==== DOCUMENT SEGMENT
Get the transpose of Vector{Vector{Float64}}

I am coming from numpy, trying tosee if Julia can be faster. Right now I am dealing with a function that generates for me what I thought had to be a matrix, but no, it’s a vector of vector. Fine. How do I make it’s transpose?

I generate the Vector{Vector} from list comprehension
tab = [ map( (x) -> d[1] + (d[2]-d[1] )*x , rand(Uniform(0,1),Np) ) for d in domains ]

For Np=2 and a 5D domain domains=( (100,1000), (-1,1), (-1,1), (-1,1), (-1,1) ) I get a

size(tab)=(5,)

I need to make it become a (5,2).

I have tried to use cat, but it’s not the right tool. transpose gives me a 1x5 and I cannot manipulate it to a 2D Matrix (2,5).

Any suggestion? Must be a common roadbloack for someone coming from numpy…

stack

1 Like

I figured reduce(hcat, tab) also works. What’s the difference with stack?

Here’s how you can both simplify this and tweak it to return a matrix:

tab_matrix = stack(rand(Uniform(d[1], d[2]), Np) for d in domains)

In this case, the difference is that, to use hcat, you either need to wrap it in reduce as you did, or splat the argument as follows: hcat(tab...). Meanwhile, stack takes tab as a single argument: stack(tab).

In general, stack takes a single iterator of arrays and stacks them along a new dimension—for example, it can take a vector of matrices and stack them to form a 3D array. hcat takes multiple vectors/matrices and concatenates them along the second (column) dimension. For example, hcat([1 2; 3 4], [5; 6]) == [1 2 5; 3 4 6].

More simply, you can use tab = [rand(Uniform(d[1], d[2])) for d in domains, _ in 1:Np]. Or you can generate it transposed from the beginning by switching the dimensions tab_transposed = [rand(Uniform(d[1], d[2])) for _ in 1:Np, d in domains].
========
==== COLLECTED DATA
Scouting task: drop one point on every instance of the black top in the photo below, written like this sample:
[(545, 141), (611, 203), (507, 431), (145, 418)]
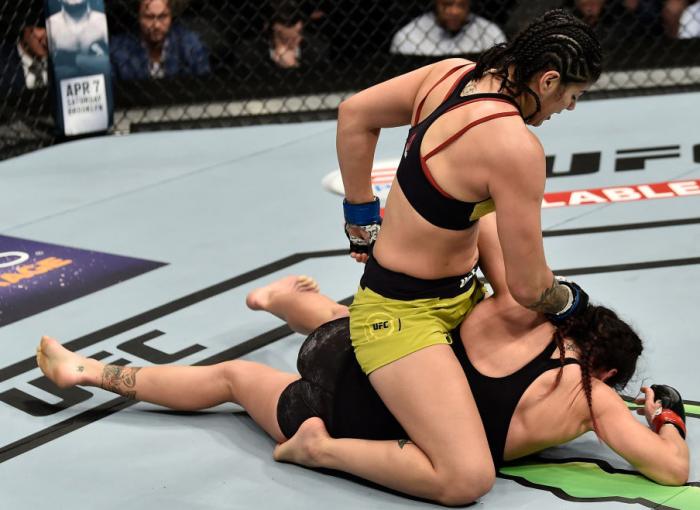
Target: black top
========
## YOUR GOAL
Answer these questions from the forum thread about transposing a vector of vectors in Julia.
(a) What does size(tab) return for Np=2 and the five-dimensional domains?
(b) What shape does the asker say transpose produces?
(c) Along which dimension does hcat concatenate its arguments?

## EXERCISE RESPONSE
(a) (5,)
(b) 1x5
(c) The second (column) dimension